### REQUIRED ACTION
Please return the data that follows precisely as written, but without the images.

───── SOURCE INFORMATION

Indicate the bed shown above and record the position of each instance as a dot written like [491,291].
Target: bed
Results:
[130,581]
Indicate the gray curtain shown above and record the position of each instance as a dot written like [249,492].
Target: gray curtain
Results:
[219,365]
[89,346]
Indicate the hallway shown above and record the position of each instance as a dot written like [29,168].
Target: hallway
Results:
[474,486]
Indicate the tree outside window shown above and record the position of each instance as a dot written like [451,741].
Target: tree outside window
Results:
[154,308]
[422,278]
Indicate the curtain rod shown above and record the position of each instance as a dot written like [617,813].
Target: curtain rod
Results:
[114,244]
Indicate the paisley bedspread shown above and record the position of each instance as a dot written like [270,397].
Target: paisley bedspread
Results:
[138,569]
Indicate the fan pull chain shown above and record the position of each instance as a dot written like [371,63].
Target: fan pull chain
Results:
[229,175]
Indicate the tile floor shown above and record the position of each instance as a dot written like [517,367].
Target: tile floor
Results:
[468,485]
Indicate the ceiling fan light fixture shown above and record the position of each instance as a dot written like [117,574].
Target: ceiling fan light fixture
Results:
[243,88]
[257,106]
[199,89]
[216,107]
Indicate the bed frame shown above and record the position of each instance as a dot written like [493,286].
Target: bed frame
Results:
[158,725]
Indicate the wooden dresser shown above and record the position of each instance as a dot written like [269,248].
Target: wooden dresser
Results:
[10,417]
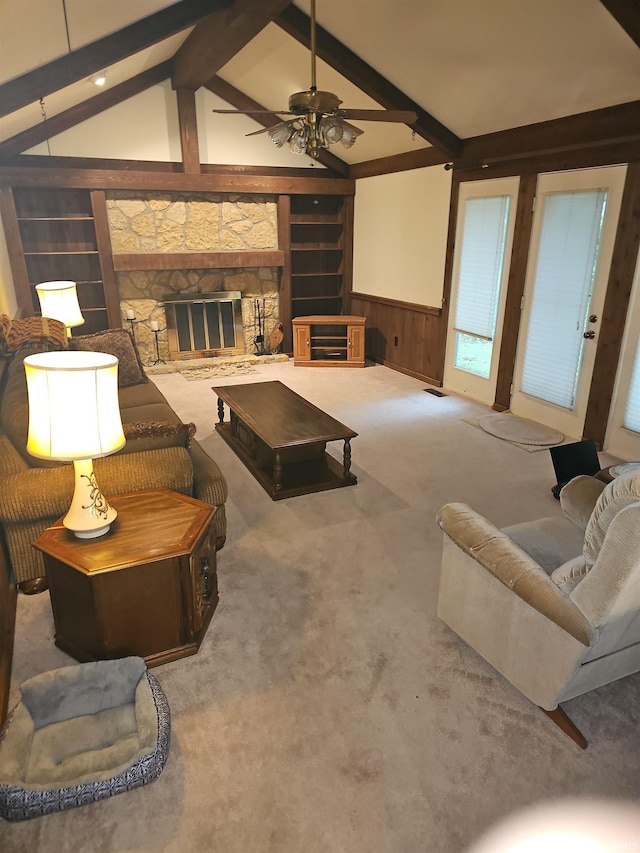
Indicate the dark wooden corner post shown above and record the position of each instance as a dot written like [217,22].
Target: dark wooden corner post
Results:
[515,290]
[616,306]
[188,131]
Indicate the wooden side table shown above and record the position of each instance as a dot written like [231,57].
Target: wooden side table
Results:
[147,588]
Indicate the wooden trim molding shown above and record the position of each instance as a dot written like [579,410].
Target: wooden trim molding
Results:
[123,262]
[225,182]
[188,130]
[103,242]
[397,303]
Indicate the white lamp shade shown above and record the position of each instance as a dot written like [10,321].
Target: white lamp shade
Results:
[73,405]
[59,300]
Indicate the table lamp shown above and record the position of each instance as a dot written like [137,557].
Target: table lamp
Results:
[74,417]
[59,300]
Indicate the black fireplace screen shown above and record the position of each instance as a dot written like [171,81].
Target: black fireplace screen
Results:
[205,325]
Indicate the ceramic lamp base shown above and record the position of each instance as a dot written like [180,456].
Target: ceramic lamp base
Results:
[90,514]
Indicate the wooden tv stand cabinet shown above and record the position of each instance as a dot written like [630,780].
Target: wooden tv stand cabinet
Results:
[329,341]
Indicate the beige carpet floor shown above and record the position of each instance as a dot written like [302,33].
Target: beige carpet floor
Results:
[329,710]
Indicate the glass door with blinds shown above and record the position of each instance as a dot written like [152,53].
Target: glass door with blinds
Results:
[572,240]
[623,436]
[486,219]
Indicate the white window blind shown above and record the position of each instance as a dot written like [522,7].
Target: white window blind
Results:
[565,270]
[632,411]
[481,259]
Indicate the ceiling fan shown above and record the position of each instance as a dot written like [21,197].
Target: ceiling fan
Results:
[318,120]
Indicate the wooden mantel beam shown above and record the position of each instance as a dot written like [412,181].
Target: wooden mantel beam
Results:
[98,55]
[219,37]
[294,22]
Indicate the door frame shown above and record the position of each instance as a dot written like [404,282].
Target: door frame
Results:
[454,378]
[571,422]
[618,440]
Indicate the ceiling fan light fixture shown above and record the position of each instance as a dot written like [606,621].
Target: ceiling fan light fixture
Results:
[349,134]
[298,141]
[332,129]
[281,133]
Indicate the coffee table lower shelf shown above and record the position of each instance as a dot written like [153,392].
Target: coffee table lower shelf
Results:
[299,477]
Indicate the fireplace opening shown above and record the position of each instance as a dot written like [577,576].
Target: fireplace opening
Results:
[204,325]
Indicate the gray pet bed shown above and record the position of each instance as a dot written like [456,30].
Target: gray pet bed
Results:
[80,734]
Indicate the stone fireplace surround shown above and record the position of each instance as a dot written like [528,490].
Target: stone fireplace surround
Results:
[206,225]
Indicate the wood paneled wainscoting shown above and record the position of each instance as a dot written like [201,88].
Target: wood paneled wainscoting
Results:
[408,337]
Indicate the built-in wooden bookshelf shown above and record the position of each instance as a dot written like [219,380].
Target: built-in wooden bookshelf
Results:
[317,231]
[58,231]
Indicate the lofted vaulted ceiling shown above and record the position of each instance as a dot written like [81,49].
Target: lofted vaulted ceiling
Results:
[487,78]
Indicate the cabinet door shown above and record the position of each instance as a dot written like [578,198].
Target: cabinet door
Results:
[302,343]
[204,583]
[355,350]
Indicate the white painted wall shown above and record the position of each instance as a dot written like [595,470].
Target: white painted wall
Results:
[144,127]
[400,235]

──────────

### PROBLEM SOLUTION
Indicate the bed shown above and record the position of each instance as a dot written like [491,291].
Target: bed
Results:
[130,581]
Indicate the gray curtain shown above and record the position of each instance as a dot written like [249,492].
Target: gray curtain
Results:
[219,365]
[89,346]
Indicate the hallway shown above and record the position of each instance as a dot written like [29,168].
Target: hallway
Results:
[474,486]
Indicate the tree outside window shown above and record the position of each instance as a dot written like [451,741].
Target: tree outside window
Results:
[154,308]
[422,278]
Indicate the curtain rod shown above and record the position of each instance as a dot written like [617,813].
Target: curtain rod
Results:
[114,244]
Indicate the paisley bedspread shown above and record the position of each instance as a dot written like [270,397].
Target: paisley bedspread
Results:
[138,569]
Indicate the fan pull chain shown above and record the position of each instance as a dot written like [371,63].
Target: fan pull chain
Results:
[229,175]
Indicate the tile floor shown above and record the position of each instance as a dot written like [517,367].
Target: tile floor
Results:
[468,485]
Indicate the ceiling fan light fixture shown above and record the position of each instance as a dot written like [117,574].
Target: ceiling fan light fixture
Results:
[243,88]
[257,106]
[199,89]
[216,107]
Indicate the bed frame shown above and record the position of each instance as a dot written like [493,286].
Target: bed frame
Results:
[158,725]
Indicate the wooden dresser shown above and record the position of each instance as a dot written like [269,248].
Target: wooden dresser
Results:
[10,417]
Indicate the dark wooden corner post shown above and record the position of each instance as a dot written like [217,22].
Target: dark wooden corner post
Results:
[515,290]
[616,306]
[188,131]
Indicate the wooden side table shown above and record the position of each instance as a dot written like [231,57].
Target: wooden side table
Results:
[147,588]
Indicate the wooden trim molding shown above and record the position of each instance as a dot written like [579,410].
Target: wooden trim molding
Results:
[123,262]
[225,182]
[188,130]
[103,242]
[397,303]
Indicate the white lamp shade shown above and record the position of each instance as a dot written like [10,321].
Target: white lamp shade
Results:
[73,405]
[59,300]
Indicate the table lamp shown above and record the position of each instance as a dot written like [137,557].
Target: table lamp
Results:
[74,417]
[59,300]
Indicate the black fireplace screen shown above and record the position of each instance as a dot written like [171,81].
Target: black fireplace screen
Results:
[205,325]
Indicate the ceramic lamp base shown above and record the position of each instance as a dot written like [180,456].
Target: ceramic lamp base
Results:
[90,514]
Indicate the wooden tv stand cabinet shown above and record the position of each instance as a dot written like [630,780].
Target: wooden tv stand cabinet
Results:
[329,341]
Indicate the beige carpet floor shown above and record the position of each instance as a dot written like [302,33].
Target: beige carpet floor
Results:
[329,710]
Indicate the glass door with blinds shown above and record the position of each instance as a dot written like [152,53].
Target: glass door with blinds
Results:
[572,240]
[623,436]
[486,219]
Indicate the white window blind shown above and record the position of each instance as a dot written like [522,7].
Target: white window blind
Results:
[565,270]
[632,411]
[481,259]
Indicate the ceiling fan shown above and record the position of each instance as a dot written like [21,197].
Target: ceiling fan
Results:
[318,120]
Indicate the wooden mantel beam shown above and record the position of each instance as a dot written like [412,181].
Target: wooden mantel beam
Results:
[98,55]
[219,37]
[294,22]
Indicate the door frame shown above and record the position of each instance as a dot written like [404,282].
Target: door frame
Results:
[454,378]
[571,422]
[618,440]
Indicate the ceiling fan light fixture shown above and record the position of each instance as a dot written like [606,621].
Target: ceiling fan light fixture
Results:
[349,134]
[298,141]
[332,129]
[281,133]
Indicate the coffee table lower shelf shown above and record the position of each instance as a dot written like [153,392].
Target: coffee table lower shelf
Results:
[299,477]
Indicate the fireplace opening shown above and record the position of each instance as a dot written like [577,576].
Target: fireplace opening
Results:
[204,325]
Indicate the gray pet bed shown above and record the position of each instance as a dot written like [456,30].
Target: gray pet bed
Results:
[80,734]
Indicate the stone fireplace surround shown above and record the position of each instance as a dot written like [528,490].
Target: stone fireplace surround
Results:
[206,225]
Indicate the wood paneled wainscoting shown above and record the position of each instance as a dot written like [201,88].
Target: wood paneled wainscoting
Results:
[408,337]
Indicate the built-in wooden bookshelf shown above and record the position of each instance as a dot written like [219,380].
Target: built-in wooden bookshelf
Results:
[317,231]
[58,231]
Indicate the lofted vaulted ceiling shown above and record the position of each instance as a dot written like [81,49].
Target: lofted vaulted ceiling
Results:
[487,78]
Indicate the cabinet door shown above and record the position of each instance as a dot written like [578,198].
Target: cabinet door
Results:
[302,343]
[204,583]
[355,350]
Indicate the white painted wall shown above and record the position of each instance as a dot written like [595,470].
Target: white painted wall
Results:
[144,127]
[400,235]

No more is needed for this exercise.